— Excerpts of location labeling data —
######

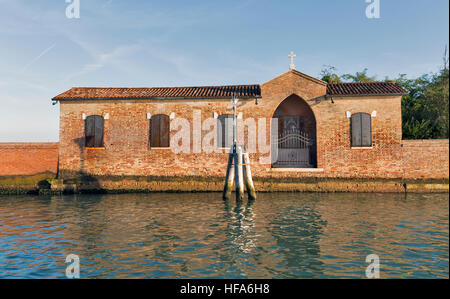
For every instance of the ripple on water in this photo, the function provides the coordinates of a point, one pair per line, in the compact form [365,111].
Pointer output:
[200,236]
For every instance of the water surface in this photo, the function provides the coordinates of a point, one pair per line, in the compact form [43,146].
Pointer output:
[200,236]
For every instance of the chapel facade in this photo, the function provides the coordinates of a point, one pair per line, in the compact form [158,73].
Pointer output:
[293,126]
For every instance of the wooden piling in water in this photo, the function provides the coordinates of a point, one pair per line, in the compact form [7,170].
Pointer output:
[228,188]
[238,173]
[248,178]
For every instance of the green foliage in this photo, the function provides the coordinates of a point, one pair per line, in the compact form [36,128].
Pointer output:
[358,77]
[425,111]
[328,74]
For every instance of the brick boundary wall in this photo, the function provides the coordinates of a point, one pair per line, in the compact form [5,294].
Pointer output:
[425,159]
[28,158]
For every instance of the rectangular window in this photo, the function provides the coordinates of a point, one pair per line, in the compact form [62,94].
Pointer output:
[225,131]
[160,131]
[93,130]
[361,130]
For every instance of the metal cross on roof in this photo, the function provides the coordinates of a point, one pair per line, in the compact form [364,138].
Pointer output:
[292,65]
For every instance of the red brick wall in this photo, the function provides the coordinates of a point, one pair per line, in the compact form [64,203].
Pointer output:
[426,159]
[28,158]
[126,138]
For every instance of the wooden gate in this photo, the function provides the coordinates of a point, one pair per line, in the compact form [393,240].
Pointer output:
[294,147]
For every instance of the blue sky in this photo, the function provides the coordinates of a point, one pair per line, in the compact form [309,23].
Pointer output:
[131,43]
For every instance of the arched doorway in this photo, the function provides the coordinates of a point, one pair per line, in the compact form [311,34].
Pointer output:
[296,142]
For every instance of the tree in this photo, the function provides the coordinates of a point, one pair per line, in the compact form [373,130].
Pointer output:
[328,74]
[358,77]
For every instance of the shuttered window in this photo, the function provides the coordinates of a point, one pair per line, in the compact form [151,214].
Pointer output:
[361,128]
[225,131]
[94,126]
[160,131]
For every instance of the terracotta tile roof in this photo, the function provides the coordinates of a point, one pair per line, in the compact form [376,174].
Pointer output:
[372,88]
[209,92]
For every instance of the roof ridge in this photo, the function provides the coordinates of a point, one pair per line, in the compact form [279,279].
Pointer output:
[164,87]
[373,82]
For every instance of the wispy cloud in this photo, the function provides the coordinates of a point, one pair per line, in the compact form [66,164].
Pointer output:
[100,60]
[38,57]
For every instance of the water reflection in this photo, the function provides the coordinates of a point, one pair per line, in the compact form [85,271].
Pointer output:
[199,235]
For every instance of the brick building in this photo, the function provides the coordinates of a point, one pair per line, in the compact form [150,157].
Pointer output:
[345,130]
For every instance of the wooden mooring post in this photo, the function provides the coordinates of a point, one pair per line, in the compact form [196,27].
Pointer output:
[229,179]
[239,171]
[248,178]
[236,161]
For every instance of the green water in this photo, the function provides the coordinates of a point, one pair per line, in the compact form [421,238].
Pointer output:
[200,236]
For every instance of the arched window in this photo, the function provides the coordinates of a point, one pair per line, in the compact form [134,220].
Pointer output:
[361,130]
[225,131]
[93,131]
[160,131]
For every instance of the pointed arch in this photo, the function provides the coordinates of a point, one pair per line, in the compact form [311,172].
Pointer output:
[297,134]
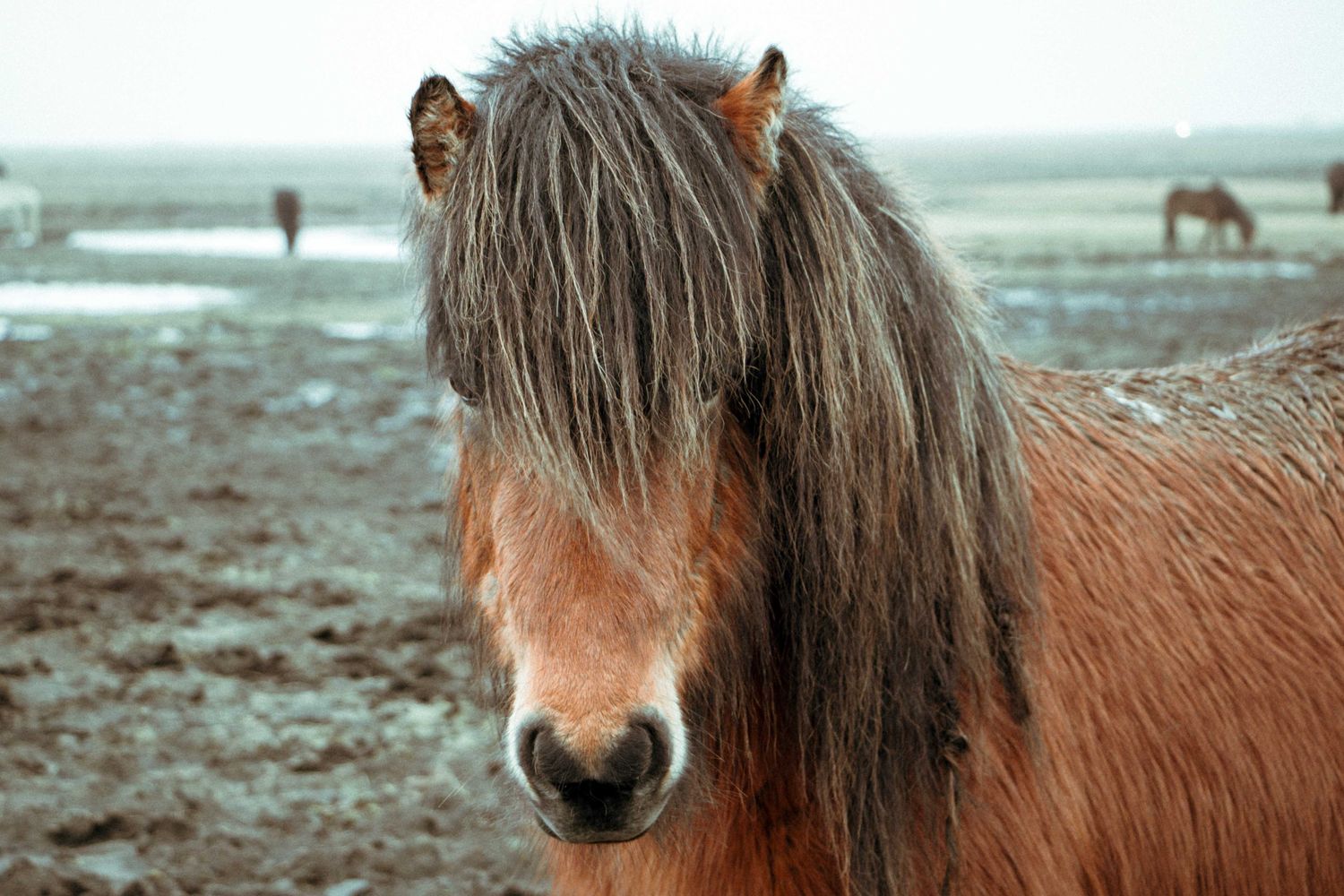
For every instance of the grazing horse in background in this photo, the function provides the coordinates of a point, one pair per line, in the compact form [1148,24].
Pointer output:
[1335,180]
[288,211]
[1217,207]
[21,214]
[793,586]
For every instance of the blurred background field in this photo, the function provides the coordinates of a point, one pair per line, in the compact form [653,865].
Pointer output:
[222,662]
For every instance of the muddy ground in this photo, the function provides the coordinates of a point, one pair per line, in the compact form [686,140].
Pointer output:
[223,664]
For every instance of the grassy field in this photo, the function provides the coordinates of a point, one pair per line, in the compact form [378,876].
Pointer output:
[222,665]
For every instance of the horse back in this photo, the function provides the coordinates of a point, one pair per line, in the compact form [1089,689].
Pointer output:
[1190,527]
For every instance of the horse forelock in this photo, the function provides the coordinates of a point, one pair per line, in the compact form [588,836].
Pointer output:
[601,263]
[591,274]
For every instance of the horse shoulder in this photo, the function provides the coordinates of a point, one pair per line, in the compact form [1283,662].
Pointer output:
[1191,538]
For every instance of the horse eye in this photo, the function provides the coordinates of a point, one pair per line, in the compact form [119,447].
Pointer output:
[465,394]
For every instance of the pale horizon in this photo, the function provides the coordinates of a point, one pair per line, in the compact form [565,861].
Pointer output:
[147,73]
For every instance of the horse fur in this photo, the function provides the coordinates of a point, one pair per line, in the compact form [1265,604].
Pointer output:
[607,282]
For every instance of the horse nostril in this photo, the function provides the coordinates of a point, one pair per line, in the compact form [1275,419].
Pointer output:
[640,756]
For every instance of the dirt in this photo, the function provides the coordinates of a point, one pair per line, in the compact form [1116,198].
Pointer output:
[223,659]
[223,665]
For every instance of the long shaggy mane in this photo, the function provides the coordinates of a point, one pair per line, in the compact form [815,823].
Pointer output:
[602,266]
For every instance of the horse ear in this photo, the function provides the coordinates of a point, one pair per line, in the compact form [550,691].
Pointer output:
[753,110]
[440,124]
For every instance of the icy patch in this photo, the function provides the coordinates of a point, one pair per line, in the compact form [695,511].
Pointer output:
[363,331]
[1225,269]
[311,395]
[1139,408]
[27,297]
[23,332]
[381,244]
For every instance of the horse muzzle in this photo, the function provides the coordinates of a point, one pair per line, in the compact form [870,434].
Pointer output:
[609,798]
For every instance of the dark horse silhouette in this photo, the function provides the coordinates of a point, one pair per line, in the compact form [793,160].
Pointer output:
[287,215]
[1215,206]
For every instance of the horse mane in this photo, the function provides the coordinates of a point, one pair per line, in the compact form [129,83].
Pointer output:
[602,265]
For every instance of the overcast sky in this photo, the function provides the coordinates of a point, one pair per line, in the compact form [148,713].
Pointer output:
[279,72]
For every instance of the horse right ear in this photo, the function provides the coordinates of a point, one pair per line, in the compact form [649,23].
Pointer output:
[440,123]
[753,109]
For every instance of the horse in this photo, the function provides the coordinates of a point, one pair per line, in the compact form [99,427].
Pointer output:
[21,214]
[287,215]
[1217,207]
[789,582]
[1335,182]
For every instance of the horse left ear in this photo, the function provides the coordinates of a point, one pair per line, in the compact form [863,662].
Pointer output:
[440,123]
[753,110]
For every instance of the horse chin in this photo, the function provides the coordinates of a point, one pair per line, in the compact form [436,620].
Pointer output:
[583,834]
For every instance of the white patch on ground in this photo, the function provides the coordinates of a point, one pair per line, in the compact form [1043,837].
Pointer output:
[1228,269]
[1139,408]
[363,331]
[23,332]
[26,297]
[382,244]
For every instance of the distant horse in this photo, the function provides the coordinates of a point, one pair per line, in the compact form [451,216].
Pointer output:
[792,584]
[287,215]
[21,214]
[1217,207]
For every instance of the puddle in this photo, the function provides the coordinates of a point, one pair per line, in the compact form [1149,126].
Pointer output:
[1233,269]
[23,332]
[382,244]
[363,331]
[109,298]
[1080,303]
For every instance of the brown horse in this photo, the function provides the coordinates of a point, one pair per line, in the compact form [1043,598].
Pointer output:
[1335,182]
[288,211]
[792,584]
[1217,207]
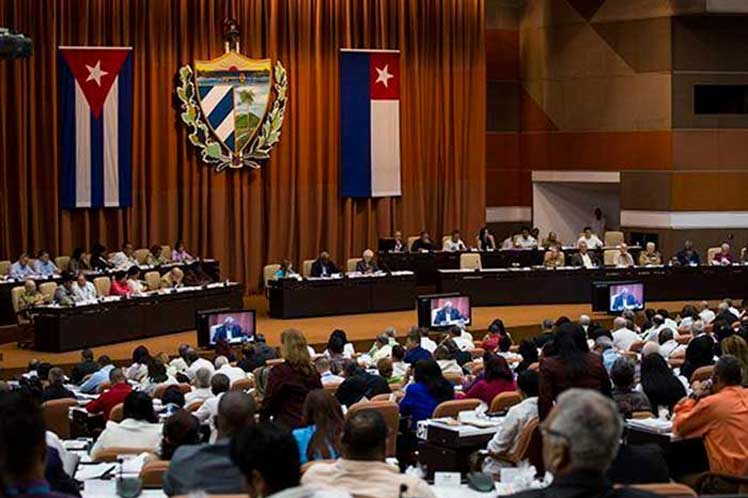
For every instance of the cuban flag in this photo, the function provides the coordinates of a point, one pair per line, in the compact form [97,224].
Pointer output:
[96,121]
[370,123]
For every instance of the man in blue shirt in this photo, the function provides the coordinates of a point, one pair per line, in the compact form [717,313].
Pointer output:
[44,267]
[21,270]
[99,377]
[415,352]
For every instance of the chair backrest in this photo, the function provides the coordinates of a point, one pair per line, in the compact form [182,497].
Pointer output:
[141,255]
[306,268]
[102,284]
[504,400]
[612,239]
[194,406]
[391,413]
[470,261]
[15,297]
[118,413]
[62,262]
[672,489]
[702,373]
[242,385]
[48,288]
[111,454]
[453,407]
[351,264]
[56,416]
[152,473]
[152,280]
[268,273]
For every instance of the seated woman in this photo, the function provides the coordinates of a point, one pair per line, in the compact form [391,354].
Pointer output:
[137,287]
[180,429]
[180,254]
[318,438]
[139,429]
[172,279]
[497,378]
[516,419]
[156,256]
[447,362]
[119,285]
[529,353]
[660,384]
[628,400]
[428,390]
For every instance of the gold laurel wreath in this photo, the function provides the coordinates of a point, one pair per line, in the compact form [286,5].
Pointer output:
[213,151]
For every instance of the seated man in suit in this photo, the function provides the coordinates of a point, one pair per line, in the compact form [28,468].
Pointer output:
[448,315]
[581,437]
[323,266]
[584,257]
[367,264]
[227,331]
[454,243]
[554,257]
[423,243]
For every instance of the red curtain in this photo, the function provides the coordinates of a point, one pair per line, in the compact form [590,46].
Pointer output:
[292,206]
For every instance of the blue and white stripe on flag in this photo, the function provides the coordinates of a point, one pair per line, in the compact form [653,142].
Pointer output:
[96,127]
[370,123]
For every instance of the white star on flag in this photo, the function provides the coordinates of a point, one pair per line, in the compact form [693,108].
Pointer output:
[384,75]
[95,73]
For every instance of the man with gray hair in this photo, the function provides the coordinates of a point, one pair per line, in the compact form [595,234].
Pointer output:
[581,437]
[623,337]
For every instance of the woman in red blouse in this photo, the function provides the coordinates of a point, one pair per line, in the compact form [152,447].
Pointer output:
[497,378]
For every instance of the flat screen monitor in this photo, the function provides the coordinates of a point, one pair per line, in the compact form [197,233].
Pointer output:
[615,297]
[440,311]
[235,326]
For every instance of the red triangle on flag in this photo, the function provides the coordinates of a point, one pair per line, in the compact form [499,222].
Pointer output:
[95,70]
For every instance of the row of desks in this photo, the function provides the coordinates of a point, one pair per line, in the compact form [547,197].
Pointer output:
[69,328]
[426,265]
[8,316]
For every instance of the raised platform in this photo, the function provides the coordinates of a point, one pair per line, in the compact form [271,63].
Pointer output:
[522,321]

######

— WHAT IS REQUIRED —
Return exactly the lines of the data, and only those, from the line with "For every instance of the red triangle" through the last line, inclusive.

— WRITTEN REPLY —
For every instance of the red triangle on flag in this photo, the function provides the coordinates of a point, one pair per line, in the compact form [499,222].
Pointer output:
[95,70]
For every instance of the row of desks in this photo, the function provides the coordinates of a point, one pair per line, in the compact form [547,197].
Pointer output:
[69,328]
[426,265]
[8,316]
For every instance of the raised platform in this photo, the function provides the coordinates of a point, one pair per line, in the compact form [271,63].
Pointer output:
[522,321]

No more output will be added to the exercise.